Extend the essay on the risks of buying a home, starting right after its final sentence.

Text shown:
*** Begin section ***

That perhaps terrified me even more than the money and logistics and just the overwhelm at the process for buying the house. 2020 violently demonstrated that you can’t predict the future. And to be beholden to a piece of property for 28  more years is beyond what my puny imagination can conceive. 

Buying a home is more than just the structure, the property. It seems to me that buying a home is making a massive gamble on the future. What you’re buying into now probably won’t exist in 5, 10, 20, 30 years. I don’t mean just the house: neighborhoods change, towns change. What if obnoxious neighbors move in who like to shoot rifles in their backyard and hate dogs and have loud parties at 2 a.m.? What of floods, tornados, fires? What if another derecho tears through and blasts off your roof? In the face of climate change and catastrophic events destroying homes and displacing whole communities, the idea of owning property feels absurd. The color of the kitchen is irrelevant if the whole house will get obliterated.

Further, there’s a tremendous emphasis placed on owning a home as a path to wealth, which can feel like a bad joke since it often leaves behind communities of color and younger people and Millenials who are saddled with student loan debt and graduated into a tough job market.

*** End section ***

Excerpted records:
*** Begin section ***

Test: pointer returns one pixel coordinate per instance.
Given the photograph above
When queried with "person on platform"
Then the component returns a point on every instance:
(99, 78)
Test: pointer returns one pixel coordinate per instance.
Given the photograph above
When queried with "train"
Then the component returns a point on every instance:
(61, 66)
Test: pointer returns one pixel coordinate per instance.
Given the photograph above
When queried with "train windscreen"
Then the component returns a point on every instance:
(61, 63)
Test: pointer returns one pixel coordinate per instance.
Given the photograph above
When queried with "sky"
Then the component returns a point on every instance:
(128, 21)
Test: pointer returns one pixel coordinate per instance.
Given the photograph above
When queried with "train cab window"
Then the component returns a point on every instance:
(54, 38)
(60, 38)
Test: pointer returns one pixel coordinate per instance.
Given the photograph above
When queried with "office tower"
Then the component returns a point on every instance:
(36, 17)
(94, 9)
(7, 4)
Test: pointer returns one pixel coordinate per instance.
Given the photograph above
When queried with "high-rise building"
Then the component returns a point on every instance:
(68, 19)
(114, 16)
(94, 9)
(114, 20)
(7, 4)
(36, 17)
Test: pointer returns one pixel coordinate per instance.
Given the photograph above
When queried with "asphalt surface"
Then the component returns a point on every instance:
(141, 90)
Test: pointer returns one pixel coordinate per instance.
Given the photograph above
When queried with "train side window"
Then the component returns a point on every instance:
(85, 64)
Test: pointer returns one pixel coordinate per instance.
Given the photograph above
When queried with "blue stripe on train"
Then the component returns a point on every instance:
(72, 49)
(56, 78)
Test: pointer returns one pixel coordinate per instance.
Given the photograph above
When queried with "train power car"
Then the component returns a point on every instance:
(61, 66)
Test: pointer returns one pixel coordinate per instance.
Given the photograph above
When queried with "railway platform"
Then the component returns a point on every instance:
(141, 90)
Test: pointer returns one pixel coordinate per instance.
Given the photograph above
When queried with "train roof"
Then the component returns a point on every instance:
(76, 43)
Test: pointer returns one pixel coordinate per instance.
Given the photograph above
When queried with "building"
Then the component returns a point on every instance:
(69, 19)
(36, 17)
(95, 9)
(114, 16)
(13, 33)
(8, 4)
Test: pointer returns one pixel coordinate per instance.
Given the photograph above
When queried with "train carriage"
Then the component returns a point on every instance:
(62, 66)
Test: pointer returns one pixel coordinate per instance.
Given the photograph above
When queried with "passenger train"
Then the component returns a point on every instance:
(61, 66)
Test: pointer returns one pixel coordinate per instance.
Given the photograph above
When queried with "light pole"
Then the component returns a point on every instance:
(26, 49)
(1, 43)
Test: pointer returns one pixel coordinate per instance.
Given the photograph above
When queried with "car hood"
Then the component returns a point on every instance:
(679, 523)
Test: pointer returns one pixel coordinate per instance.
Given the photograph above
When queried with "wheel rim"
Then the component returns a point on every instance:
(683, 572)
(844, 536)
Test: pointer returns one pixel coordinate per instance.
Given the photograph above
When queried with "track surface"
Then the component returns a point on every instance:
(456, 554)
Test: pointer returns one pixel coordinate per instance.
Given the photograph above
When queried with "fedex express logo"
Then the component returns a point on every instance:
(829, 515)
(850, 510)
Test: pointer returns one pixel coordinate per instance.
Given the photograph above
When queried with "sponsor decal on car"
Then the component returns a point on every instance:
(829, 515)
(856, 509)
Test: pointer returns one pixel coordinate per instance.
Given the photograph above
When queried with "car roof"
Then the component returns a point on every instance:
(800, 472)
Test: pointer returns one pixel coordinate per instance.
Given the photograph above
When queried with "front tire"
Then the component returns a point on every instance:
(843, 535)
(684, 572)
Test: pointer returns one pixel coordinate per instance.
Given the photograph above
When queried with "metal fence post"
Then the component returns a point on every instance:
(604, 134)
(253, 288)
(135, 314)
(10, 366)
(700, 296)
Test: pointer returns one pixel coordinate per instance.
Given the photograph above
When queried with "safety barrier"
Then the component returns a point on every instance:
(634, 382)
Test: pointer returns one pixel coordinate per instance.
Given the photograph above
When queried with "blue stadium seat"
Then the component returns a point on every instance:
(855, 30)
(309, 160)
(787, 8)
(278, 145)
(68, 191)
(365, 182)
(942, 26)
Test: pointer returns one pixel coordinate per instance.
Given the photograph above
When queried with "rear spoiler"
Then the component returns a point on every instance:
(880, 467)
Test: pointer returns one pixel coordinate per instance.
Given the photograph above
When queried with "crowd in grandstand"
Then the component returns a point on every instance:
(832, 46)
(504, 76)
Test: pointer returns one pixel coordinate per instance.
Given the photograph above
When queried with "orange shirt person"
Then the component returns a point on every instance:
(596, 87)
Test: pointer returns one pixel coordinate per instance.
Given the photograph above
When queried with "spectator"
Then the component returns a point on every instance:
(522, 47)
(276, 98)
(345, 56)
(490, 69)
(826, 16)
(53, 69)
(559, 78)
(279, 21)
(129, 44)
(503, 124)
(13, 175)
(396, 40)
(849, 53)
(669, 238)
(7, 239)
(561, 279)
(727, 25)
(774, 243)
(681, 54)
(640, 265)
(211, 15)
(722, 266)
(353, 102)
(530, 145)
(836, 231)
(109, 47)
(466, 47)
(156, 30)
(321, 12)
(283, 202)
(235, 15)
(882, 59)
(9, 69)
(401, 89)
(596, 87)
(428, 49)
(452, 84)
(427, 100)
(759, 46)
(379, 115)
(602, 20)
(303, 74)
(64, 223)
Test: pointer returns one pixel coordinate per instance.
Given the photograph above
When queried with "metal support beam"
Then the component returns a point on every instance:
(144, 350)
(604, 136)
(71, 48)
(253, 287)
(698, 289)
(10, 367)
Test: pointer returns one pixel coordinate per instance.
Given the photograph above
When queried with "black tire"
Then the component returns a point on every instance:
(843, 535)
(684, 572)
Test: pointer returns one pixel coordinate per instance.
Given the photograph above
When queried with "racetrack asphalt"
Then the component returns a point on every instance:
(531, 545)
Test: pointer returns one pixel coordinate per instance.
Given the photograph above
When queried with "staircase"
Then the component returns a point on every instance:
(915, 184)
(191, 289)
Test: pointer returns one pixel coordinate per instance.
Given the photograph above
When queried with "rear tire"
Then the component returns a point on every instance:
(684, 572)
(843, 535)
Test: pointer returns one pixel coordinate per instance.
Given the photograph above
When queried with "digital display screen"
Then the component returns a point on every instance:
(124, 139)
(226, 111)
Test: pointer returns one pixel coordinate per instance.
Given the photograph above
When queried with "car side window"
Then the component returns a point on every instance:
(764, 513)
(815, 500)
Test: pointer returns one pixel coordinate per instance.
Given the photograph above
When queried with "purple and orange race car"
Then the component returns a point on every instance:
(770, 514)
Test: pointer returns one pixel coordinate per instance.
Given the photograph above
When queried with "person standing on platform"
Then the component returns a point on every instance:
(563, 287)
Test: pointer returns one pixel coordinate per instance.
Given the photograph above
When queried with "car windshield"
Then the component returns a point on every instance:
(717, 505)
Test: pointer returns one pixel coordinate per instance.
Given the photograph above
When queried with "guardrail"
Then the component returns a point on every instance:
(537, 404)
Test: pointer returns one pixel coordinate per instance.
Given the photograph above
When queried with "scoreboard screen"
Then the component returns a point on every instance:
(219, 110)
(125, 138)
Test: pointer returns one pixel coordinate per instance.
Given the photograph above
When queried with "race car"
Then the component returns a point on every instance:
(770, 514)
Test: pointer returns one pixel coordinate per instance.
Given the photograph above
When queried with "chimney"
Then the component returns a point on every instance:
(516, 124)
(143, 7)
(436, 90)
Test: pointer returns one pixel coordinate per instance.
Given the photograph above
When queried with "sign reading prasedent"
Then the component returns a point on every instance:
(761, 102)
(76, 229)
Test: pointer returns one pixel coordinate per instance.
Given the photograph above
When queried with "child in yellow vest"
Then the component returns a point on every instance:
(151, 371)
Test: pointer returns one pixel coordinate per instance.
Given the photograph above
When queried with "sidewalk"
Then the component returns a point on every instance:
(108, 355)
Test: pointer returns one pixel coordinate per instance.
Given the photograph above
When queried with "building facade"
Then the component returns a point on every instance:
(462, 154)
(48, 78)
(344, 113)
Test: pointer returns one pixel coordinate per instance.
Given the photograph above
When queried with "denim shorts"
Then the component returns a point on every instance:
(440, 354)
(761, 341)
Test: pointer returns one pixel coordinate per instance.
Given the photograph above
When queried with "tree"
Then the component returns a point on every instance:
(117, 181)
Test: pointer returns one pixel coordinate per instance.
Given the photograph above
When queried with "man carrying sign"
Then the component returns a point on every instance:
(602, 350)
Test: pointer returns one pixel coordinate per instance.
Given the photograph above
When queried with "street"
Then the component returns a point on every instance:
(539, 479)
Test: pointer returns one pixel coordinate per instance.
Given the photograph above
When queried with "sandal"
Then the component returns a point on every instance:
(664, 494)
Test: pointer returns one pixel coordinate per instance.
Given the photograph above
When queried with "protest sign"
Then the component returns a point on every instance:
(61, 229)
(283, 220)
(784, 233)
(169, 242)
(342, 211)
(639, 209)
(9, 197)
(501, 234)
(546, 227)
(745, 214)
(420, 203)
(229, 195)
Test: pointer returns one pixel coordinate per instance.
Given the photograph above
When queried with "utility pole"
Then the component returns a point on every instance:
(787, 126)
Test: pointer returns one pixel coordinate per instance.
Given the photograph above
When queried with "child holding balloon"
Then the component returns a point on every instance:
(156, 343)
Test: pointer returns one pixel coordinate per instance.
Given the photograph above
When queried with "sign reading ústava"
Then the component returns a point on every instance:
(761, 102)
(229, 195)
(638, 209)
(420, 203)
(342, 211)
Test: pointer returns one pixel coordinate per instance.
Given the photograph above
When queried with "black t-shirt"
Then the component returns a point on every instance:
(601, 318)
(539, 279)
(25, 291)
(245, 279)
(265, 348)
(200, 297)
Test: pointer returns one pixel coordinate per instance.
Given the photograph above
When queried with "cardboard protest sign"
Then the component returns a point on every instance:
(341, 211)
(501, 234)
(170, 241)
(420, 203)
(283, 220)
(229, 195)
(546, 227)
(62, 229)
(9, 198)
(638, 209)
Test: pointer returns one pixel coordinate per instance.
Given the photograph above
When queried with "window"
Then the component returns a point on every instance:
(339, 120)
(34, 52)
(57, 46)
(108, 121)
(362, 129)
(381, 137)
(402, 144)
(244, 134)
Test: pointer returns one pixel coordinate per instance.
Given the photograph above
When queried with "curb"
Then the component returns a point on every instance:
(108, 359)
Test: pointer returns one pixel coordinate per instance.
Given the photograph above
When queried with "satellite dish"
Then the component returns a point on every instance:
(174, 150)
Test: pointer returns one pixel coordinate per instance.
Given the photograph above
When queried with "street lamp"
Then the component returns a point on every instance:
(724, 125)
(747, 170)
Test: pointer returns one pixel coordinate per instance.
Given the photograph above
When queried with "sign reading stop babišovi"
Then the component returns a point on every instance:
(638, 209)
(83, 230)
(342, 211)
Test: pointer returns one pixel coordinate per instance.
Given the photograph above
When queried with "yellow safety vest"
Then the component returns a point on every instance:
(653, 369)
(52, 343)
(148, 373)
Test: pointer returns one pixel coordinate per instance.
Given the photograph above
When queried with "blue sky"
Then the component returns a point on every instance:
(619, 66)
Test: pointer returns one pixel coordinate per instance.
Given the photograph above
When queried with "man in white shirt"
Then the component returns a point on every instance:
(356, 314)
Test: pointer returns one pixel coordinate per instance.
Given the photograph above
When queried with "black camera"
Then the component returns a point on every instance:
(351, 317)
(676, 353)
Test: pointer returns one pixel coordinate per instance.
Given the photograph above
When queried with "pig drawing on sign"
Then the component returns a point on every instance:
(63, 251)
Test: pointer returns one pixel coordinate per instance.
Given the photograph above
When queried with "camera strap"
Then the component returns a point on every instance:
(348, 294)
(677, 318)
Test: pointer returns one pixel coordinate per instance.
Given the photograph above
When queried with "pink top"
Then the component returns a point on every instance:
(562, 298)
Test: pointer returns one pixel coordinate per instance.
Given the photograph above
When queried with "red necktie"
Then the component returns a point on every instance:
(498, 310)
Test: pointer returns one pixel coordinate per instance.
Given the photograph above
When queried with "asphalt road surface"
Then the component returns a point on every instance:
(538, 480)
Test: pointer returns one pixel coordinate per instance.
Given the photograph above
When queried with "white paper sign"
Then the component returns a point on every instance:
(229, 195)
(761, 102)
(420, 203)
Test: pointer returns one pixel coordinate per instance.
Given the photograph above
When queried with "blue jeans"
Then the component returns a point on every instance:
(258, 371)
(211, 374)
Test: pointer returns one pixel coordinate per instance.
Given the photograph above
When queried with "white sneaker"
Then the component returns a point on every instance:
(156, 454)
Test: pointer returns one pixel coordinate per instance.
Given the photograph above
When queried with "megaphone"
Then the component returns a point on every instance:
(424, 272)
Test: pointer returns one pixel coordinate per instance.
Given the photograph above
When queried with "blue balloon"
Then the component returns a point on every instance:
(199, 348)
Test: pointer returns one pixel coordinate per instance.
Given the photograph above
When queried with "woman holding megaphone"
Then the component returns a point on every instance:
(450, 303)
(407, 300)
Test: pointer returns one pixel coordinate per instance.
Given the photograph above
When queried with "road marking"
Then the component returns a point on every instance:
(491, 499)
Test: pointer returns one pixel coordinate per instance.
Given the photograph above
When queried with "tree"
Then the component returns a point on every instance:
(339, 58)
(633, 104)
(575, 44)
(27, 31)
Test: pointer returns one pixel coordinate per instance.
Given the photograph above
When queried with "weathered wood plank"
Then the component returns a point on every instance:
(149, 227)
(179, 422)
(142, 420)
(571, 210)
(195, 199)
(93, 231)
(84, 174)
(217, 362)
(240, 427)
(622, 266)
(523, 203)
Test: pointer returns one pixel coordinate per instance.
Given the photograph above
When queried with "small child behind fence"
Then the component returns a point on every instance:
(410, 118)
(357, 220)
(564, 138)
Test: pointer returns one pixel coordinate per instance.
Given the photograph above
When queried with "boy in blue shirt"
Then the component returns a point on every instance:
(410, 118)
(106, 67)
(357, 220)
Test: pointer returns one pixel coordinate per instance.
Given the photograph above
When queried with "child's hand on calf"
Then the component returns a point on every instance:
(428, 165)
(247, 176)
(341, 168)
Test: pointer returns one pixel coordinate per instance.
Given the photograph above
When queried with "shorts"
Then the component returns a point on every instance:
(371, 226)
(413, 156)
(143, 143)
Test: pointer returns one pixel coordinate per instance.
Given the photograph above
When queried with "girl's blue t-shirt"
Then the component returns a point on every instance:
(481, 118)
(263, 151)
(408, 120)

*** End section ***

Answer to the problem:
I may have made it through the tough job market, but what if I lose my job and can’t afford my mortgage in the future? Outside the money involved with the purchase, what about the money to maintain the home? The time and energy involved with the constant upkeep: mowing the lawn, shoveling, cleaning gutters, replacing fridges and washers… Even the fun stuff like decorating feels like so much. A start-up I once worked with was building a product whose selling point was helping homeowners manage the upkeep of their home: routine HVAC checks, gutter cleanings, chimney cleanings, miscellaneous plumbing disasters, and random handyman needs. (Get a good handyman, another friend’s advice). 

And then there’s the Big Stuff: you need a new roof, the air goes out on a 90-degree day, your basement floods. Fixing that is expensive! It’s a hassle! It’s stressful! Why do we do this to ourselves? Of course I like the idea of a fixed mortgage vs. the constantly rising rent. That’s obviously great. But outside dropping a load of money on buying a place or dealing with the vagaries of a landlord, what are the other realistic options for stable housing? There aren’t many. And though I love the idea of buying an airstream and living from the road, I also hate long car rides.

While talking to A. and his wife, we were all sitting outside, sipping gin and tonics and indulging in snacks. She pointed out her plant experiments: blueberries, a lime tree, azaleas, turnip greens. Her husband had taken over the one-car garage with his tools and woodworking equipment and a beer fridge. He’s working on staining the chairs the same red-brown hue as the table. 

I saw how my friends could actually do what they wanted, and they had the space to do it. With the benefit of ownership comes a different kind of freedom. They could endlessly experiment and customize and mold the place to their tastes, adapt it to their hobbies and lifestyle, and make something their own, a true expression of themselves. And then they invite friends over who share in that. Yeah, that I-can-do-what-I-want argument was spot on.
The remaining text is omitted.